Extract from the listing each line in which the word "bread" appears.
BEGIN
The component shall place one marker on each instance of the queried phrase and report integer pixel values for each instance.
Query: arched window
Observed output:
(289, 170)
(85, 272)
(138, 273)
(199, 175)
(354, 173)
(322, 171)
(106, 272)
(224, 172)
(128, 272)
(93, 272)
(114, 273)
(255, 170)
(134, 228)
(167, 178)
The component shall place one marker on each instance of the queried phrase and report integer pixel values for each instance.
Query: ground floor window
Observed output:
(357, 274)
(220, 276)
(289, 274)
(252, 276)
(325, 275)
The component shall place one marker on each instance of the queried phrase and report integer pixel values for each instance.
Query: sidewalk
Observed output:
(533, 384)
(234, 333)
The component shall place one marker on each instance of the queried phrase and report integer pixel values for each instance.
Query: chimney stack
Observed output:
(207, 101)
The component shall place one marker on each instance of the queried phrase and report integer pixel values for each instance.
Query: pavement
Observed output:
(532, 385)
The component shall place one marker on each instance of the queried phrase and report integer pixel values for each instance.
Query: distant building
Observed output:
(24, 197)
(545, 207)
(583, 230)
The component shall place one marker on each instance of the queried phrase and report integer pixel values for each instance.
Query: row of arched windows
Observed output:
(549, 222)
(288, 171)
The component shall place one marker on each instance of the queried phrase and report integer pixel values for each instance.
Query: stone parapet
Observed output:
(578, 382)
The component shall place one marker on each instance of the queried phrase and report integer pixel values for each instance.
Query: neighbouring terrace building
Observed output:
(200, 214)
END
BEGIN
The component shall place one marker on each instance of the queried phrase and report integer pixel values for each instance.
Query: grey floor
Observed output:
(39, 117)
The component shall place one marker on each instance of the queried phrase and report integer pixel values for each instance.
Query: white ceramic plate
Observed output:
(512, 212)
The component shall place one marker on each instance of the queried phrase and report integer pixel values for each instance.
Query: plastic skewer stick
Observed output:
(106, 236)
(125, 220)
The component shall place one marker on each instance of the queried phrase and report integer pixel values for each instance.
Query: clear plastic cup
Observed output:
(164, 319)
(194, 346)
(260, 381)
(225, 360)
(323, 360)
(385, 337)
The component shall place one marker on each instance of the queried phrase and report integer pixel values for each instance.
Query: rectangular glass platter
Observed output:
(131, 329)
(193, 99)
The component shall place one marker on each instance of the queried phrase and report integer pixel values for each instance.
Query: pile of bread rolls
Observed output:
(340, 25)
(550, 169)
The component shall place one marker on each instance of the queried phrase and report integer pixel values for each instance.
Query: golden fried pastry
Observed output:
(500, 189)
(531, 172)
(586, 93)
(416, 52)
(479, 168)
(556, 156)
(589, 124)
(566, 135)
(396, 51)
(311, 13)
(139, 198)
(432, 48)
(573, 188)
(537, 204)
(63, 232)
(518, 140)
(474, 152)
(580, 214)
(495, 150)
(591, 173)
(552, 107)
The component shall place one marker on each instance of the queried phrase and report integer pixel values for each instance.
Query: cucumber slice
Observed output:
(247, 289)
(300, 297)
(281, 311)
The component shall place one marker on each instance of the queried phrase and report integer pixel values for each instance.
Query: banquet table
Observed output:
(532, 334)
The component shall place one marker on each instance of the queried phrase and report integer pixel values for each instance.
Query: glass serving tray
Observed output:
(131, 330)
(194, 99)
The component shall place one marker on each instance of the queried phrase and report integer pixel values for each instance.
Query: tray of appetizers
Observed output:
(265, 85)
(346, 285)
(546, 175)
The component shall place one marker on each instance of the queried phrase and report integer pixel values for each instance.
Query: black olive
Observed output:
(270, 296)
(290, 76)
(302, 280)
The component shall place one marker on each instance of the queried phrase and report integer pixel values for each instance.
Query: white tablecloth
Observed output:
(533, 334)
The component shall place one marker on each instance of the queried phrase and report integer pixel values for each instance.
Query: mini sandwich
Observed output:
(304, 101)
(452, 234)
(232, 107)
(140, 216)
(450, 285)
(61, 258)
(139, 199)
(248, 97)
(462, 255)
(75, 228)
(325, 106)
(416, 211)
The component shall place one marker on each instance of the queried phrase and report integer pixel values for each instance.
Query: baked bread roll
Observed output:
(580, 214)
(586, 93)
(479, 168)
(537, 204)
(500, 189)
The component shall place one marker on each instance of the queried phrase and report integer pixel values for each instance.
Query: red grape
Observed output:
END
- [ANSWER FOR THE TASK]
Query: pile of bread rolls
Query: baked bread roll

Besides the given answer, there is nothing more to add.